[Gestellte Aufgabe 1] Zähle, in wie vielen der Zeilen unter der Forendiskussion das Wort "boat" vorkommt, und nenne nur diese Zahl. Groß- und Kleinschreibung zählt.

[Vorliegender Auszug]
# Durchmesser 26"



## spOOky fish (7. März 2003)

hallo,

blöde frage: welchen durchmesser hat ein laufrad in 26"? sind das 26" mit reifen oder 26" felgendurchmesser?
welchen durchmesser hat die felge genau?
bitte keinen hinweis auf selbst nachmessen, das geht momentan nicht.


----------



## Airborne (7. März 2003)

Spooky, überleg doch ma, seit wann werden denn die Reifen mitgerechnet? NIE!!!! wie soll denn das denn sonst passen, die Reifen sind doch auch alle gleich vom Innendurchmesser!

1 Zoll = 2,54cm

somit sind 26Zoll= 66,04cm


und je nach Wunsch den Reifen dazu, als Faustregel kann man imho 5cm Flanke rechnen, also hat ein komplettes Laufrad so ca. 76cm durchmesser...

Torsten


----------



## MTB-News.de




----------



## Floh (7. März 2003)

... und bevor jetzt wieder der Nächste kommt und sagt "Mein Reifen hat aber gar nicht 26" innen, sondern nur 422 mm, dann lasst mich noch hinzufügen, dass ja schliesslich der Sitz in der Felge sein muss und nicht aussen am Rand.  

@Airborne: Wenn man die Bedienungsanleitung von Tachos studiert, fällt einem auf, dass die REIFEN-Aussendurchmesser ganz erheblich variieren je nach Breite...

Wer keinen Sigma-Tacho hat, kann sich trotzdem die ETRTO-Grössen aus der Bedienungsanleitung holen unter www.sigma-sport.de


----------



## spOOky fish (7. März 2003)

> _Original geschrieben von Airborne _
> *Spooky, überleg doch ma, seit wann werden denn die Reifen mitgerechnet? NIE!!!! wie soll denn das denn sonst passen, die Reifen sind doch auch alle gleich vom Innendurchmesser!
> 
> 1 Zoll = 2,54cm
> ...



mensch, ausrechen, da hätt ich ja selbst drauf kommen können  .

also ganz so auf der wurstsuppe bin ich nicht dahergeschwommen. ausrechenn kann ich schon selber, nur ist mir aufgefallen, dass das nicht unbedingt so hinhaut. deshalb meine frage!

[Übungseingabe]
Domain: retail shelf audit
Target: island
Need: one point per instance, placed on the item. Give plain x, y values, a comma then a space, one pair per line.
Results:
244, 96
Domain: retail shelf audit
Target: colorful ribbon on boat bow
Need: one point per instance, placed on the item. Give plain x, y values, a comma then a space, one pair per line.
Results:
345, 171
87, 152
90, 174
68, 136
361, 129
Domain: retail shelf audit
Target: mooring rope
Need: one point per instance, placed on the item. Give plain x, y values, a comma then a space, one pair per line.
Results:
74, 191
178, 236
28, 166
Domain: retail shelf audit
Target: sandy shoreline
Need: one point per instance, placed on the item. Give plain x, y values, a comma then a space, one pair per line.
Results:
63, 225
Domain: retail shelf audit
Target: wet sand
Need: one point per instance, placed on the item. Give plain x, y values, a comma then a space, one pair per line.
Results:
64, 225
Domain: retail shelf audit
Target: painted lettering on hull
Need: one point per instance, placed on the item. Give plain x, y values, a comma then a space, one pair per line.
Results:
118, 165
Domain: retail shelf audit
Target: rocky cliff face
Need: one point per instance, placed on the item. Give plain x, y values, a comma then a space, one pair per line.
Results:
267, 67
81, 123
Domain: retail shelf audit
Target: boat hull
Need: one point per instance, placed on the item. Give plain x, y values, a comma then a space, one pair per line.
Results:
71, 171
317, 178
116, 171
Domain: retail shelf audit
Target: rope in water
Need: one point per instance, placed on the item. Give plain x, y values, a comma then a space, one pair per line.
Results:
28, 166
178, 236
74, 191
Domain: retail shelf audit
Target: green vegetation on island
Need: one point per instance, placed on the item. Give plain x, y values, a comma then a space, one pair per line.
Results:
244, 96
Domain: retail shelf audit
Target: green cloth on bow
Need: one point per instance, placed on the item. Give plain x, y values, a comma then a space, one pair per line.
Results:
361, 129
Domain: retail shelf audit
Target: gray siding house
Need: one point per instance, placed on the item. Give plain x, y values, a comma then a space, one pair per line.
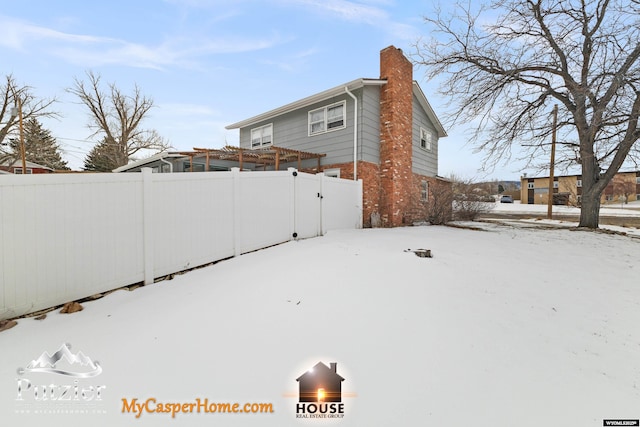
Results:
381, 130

...

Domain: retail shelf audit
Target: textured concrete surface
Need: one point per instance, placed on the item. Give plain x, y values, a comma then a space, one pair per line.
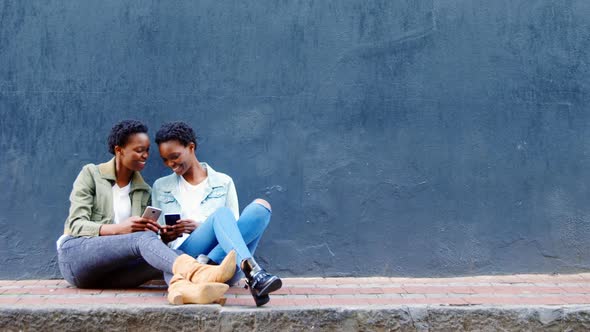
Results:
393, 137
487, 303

==

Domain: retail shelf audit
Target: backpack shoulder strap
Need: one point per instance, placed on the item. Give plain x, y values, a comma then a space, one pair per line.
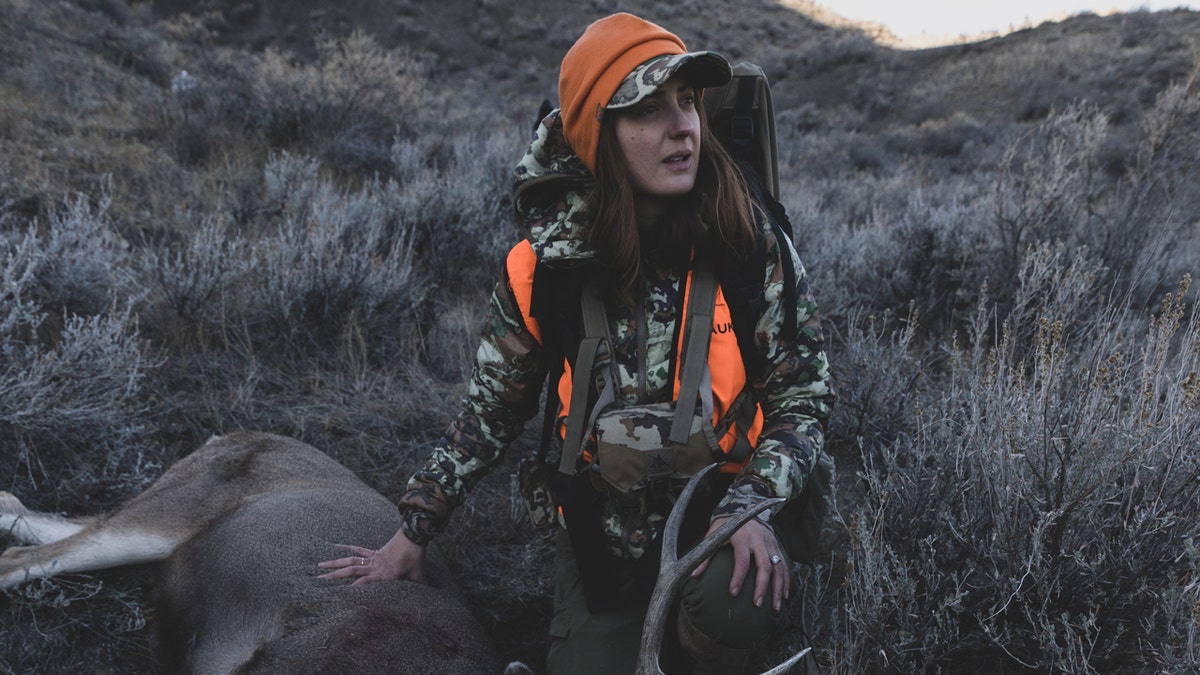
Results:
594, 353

[Gestellte Aufgabe 2] Schreib die Stelle der Forendiskussion von "somit sind 26Zoll= 66,04cm" bis "ca. 76cm durchmesser..." neu und ersetze dabei "Faustregel" durch "Daumenregel".

[Vollständige Antwort 1] 2

[Vollständige Antwort 2]
somit sind 26Zoll= 66,04cm


und je nach Wunsch den Reifen dazu, als Daumenregel kann man imho 5cm Flanke rechnen, also hat ein komplettes Laufrad so ca. 76cm durchmesser...